Can you convert every line of the records below into a Markdown table with the columns "Row" and "Line", numbering each line and omitting blank lines and the pictures?

* Start Data shown *

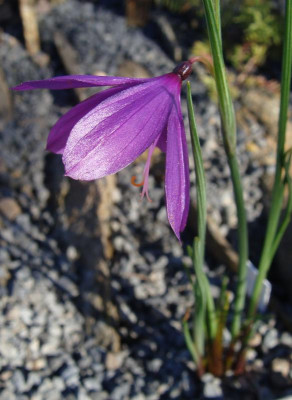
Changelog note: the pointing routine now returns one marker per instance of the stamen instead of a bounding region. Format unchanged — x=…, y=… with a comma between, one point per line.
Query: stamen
x=134, y=183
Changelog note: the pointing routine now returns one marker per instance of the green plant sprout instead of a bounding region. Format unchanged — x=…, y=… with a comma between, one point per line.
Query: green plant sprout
x=206, y=340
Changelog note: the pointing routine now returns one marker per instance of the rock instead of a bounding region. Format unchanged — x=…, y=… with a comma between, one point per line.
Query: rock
x=9, y=208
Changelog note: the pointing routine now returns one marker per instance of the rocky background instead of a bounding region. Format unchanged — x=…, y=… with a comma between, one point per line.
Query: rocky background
x=92, y=283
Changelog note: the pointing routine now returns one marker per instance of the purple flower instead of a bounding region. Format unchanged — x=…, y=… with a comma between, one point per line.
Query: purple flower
x=109, y=130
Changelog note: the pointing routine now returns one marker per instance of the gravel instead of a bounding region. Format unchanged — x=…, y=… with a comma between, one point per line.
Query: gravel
x=54, y=343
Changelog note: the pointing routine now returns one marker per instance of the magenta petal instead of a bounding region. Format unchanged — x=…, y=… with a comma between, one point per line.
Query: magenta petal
x=177, y=185
x=61, y=130
x=77, y=81
x=117, y=131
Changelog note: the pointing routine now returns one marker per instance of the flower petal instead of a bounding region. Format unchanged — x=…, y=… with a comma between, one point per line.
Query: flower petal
x=117, y=131
x=78, y=81
x=60, y=132
x=177, y=184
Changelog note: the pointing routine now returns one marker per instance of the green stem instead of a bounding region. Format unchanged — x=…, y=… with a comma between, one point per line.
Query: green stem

* End Data shown *

_Completed task:_
| Row | Line |
|---|---|
| 1 | Changelog note: the pointing routine now returns one marker per instance of the stamen instead of a bounding region. Format unchanged — x=…, y=… with a comma between, one point per line. |
| 2 | Query: stamen |
| 3 | x=134, y=183 |
| 4 | Changelog note: the pointing routine now returns one marker per instance of the green plant sprout instead of a bounding region. Format unchanged — x=…, y=… with a comma between, one point per line. |
| 5 | Query: green plant sprout |
| 6 | x=206, y=340 |
| 7 | Changelog note: the pointing routine now returns one marker per instance of the rock instead of a bounding region. Format unchanged — x=…, y=… with a comma between, one point per line. |
| 8 | Query: rock |
| 9 | x=9, y=208 |
| 10 | Changelog note: the pointing routine now returns one marker per instance of the rocky background instead of a bounding region. Format unchanged — x=…, y=… with a comma between, one point per line. |
| 11 | Query: rocky background |
| 12 | x=92, y=283 |
| 13 | Changelog note: the pointing routine now returns one marker per instance of the purple flower instead of a bounding region. Format unchanged — x=…, y=… with a comma between, one point per line. |
| 14 | Query: purple flower |
| 15 | x=109, y=130 |
| 16 | Changelog note: the pointing routine now returns one marker per instance of the gravel instead of a bounding region. Format unchanged — x=…, y=… with a comma between, one point per line. |
| 17 | Query: gravel |
| 18 | x=54, y=343 |
| 19 | Changelog note: the pointing routine now returns one marker per instance of the magenta petal instead of a bounding region. Format unchanged — x=…, y=… with a comma between, one point per line. |
| 20 | Query: magenta petal |
| 21 | x=177, y=185 |
| 22 | x=61, y=130 |
| 23 | x=77, y=81 |
| 24 | x=117, y=131 |
| 25 | Changelog note: the pointing routine now returns one marker per instance of the flower petal instead of a bounding region. Format unchanged — x=…, y=… with a comma between, one point per line. |
| 26 | Query: flower petal |
| 27 | x=117, y=131 |
| 28 | x=78, y=81 |
| 29 | x=60, y=132 |
| 30 | x=177, y=184 |
| 31 | Changelog note: the pointing routine now returns one marker per instance of the green stem instead of a bounding region. Format unchanged — x=…, y=… with a comma between, one point per line. |
| 32 | Query: green stem |